Dataset entries:
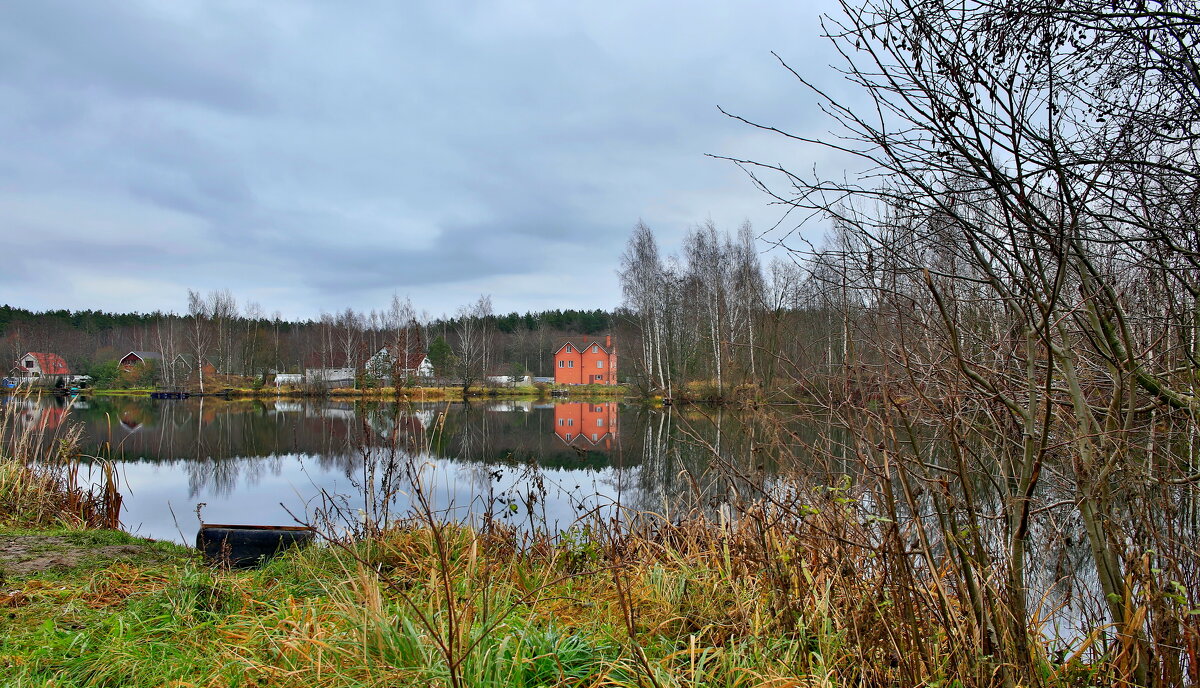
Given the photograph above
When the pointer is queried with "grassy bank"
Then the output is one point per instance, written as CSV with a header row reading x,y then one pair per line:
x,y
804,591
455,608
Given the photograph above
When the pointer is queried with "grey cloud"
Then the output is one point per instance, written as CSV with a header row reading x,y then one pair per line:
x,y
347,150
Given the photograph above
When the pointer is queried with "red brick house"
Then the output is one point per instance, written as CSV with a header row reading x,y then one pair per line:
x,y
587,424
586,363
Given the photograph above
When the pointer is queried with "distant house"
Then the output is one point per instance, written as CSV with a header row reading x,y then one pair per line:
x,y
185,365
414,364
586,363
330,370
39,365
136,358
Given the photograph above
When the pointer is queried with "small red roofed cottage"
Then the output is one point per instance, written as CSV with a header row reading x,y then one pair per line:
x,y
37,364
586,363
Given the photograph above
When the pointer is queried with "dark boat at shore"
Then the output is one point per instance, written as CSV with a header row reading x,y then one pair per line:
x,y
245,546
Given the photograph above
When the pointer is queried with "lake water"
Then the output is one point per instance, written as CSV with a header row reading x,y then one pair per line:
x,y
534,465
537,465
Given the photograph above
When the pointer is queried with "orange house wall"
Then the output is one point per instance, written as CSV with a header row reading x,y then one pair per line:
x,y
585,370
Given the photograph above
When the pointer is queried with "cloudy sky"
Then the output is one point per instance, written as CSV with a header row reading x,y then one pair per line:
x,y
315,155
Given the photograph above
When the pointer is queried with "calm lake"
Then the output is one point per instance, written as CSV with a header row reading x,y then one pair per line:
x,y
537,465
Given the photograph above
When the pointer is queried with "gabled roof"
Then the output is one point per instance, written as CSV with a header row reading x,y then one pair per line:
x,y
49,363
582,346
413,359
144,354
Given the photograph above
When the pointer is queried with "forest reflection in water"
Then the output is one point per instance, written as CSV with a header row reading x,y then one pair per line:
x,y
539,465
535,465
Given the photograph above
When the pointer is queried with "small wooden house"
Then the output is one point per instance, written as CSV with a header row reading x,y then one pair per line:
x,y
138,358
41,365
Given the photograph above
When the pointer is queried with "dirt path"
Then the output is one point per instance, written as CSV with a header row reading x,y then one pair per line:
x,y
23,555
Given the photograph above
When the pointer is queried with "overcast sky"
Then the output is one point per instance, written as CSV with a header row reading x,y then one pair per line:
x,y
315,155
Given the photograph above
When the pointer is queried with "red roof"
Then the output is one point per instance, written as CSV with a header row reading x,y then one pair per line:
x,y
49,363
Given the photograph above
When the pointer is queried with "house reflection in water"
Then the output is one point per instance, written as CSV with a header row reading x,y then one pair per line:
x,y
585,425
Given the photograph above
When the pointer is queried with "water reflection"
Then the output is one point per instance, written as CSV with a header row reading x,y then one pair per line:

• **YOUR INSTRUCTIONS**:
Using the data above, copy each line that contains "small".

• **RESPONSE BELOW**:
When the pointer is queried with "small red roofed cottage"
When the pointer is queried with "small wooden house"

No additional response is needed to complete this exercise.